- [Aufgaben]:
1. Fassen Sie den Absatz, der mit „Zum einen ist es atemberaubend“ beginnt, aus dem Beitrag zum Provisionsdeckel als knappe Stichpunktliste zusammen und bewahren Sie dabei seine wesentlichen Aussagen.
2. Setzen Sie den Beitrag zum Provisionsdeckel im Anschluss an seinen letzten Satz fort.

- [Textauszug]:
· · · · ·

Provisionsdeckel der SPD: Ideologie ersetzt Sachverstand?

Ein Beitrag von Martin Gräfer, Vorstand Versicherungsgruppe die Bayerische

Wieder einmal versuchen einige Politiker, sich auf Kosten einer Berufsgruppe zu profilieren – und am Ende wird alles noch schlimmer.

SPD will Bürokratie-Monster schaffen

Aktuell ist das zu beobachten am Referentenentwurf für einen Provisionsdeckel, den das SPD-geführte Bundesfinanzministerium vorgelegt hat. Es gehe um Verbraucherschutz, so die vorgeschobene Begründung.

In Wirklichkeit wird ein Bürokratie-Monster geboren, das nur Schaden anrichtet.

Ideologie hebelt Verfassung aus

Zum einen ist es atemberaubend, wie selbstverständlich die verfassungsrechtlich garantierte Gewerbefreiheit ignoriert wird und sich Politiker über die offenkundige Rechtslage hinwegsetzen. Denn aktuelle Rechtsgutachten kommen zu dem Ergebnis, ein Provisionsdeckel ist verfassungsrechtlich wie europarechtlich unzulässig.

· · · · ·

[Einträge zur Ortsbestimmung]

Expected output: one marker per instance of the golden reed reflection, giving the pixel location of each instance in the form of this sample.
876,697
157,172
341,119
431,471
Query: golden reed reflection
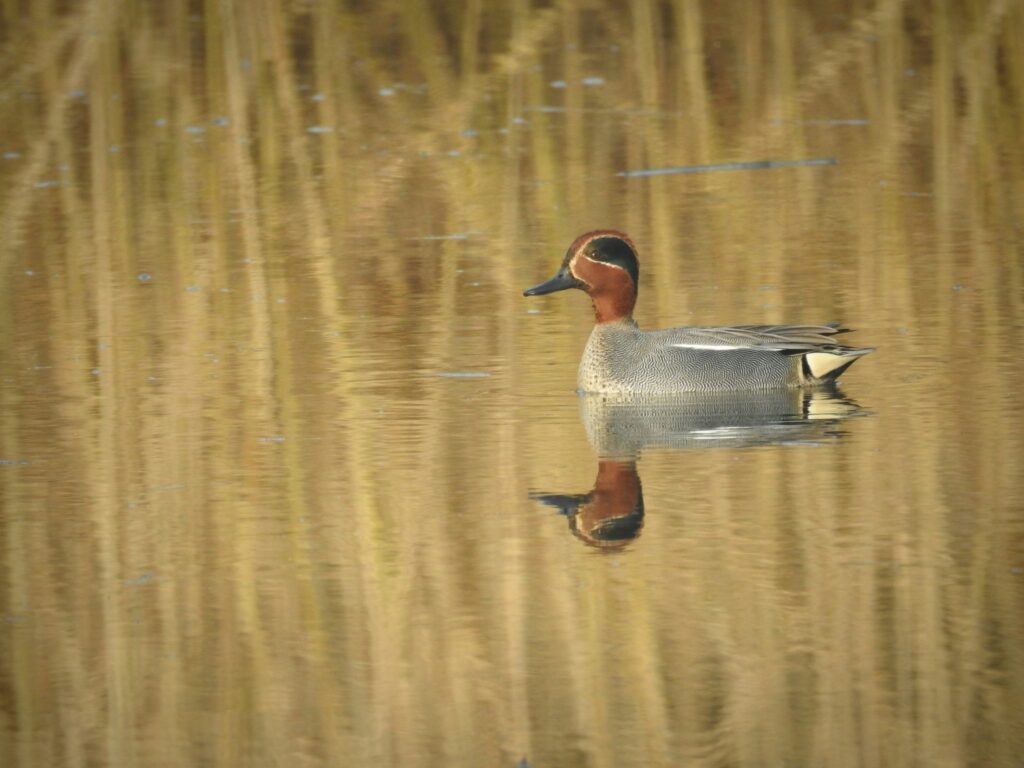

· · · · ·

- [Lösungen]:
1.
- Die verfassungsrechtlich garantierte Gewerbefreiheit wird mit erstaunlicher Selbstverständlichkeit ignoriert.
- Politiker setzen sich über die offenkundige Rechtslage hinweg.
- Aktuelle Rechtsgutachten halten einen Provisionsdeckel für verfassungs- und europarechtlich unzulässig.

2.
Zum andern macht es sprachlos, wie selbstverständlich das Finanzministerium und seine Beamten mit einem Federstrich das Einkommen ganzer Berufsgruppen beschneiden. Die Versicherungsvermittler werden damit ins berufliche Abseits geschoben. Schlimmer noch: Ihnen wird unterstellt, sie machten ihren Job nicht richtig, dafür müssten sie kollektiv bestraft werden.

Was soll das?

Da ist viel Ideologie im Spiel, aber wenig Sachverstand. Tatsache ist: Die überragende Mehrheit der Marktteilnehmer – Versicherer wie auch Versicherungsvermittler – geht sehr verantwortungsbewusst mit ihrem Auftrag und ihrem Beruf um. Gleichzeitig steigen Anforderungen an Vermittler bei Themen wie Qualifizierung, Beratung und Dokumentation.

Die Politik hat selbst immer wieder die Notwendigkeit privater Altersvorsorge betont. Das heißt aber, die Menschen brauchen eine sachgerechte und flächendeckende Beratung. Eine qualifizierte Beratung hat einen wesentlichen Wert und kostet daher auch Geld. Provisionen sind dabei eine wichtige Einnahmequelle für Versicherungsvermittler.

Private Rentenversicherungen sind attraktiv, denn der Wert dieser Art von Vorsorge besteht eben nicht nur in der Rendite während der Ansparphase, sondern auch und gerade durch die damit verbundene, lebenslange Rente. Allerdings ist die Vermittlung dieser Produkte äußerst beratungsintensiv. Wird nun der zwischen Versicherer und Kunden freiwillig vereinbarte Preis von staatlicher Seite nach unten reguliert, führt das zwangsläufig zur einer Verschlechterung der Beratungsqualität. Das schadet den Verbrauchern.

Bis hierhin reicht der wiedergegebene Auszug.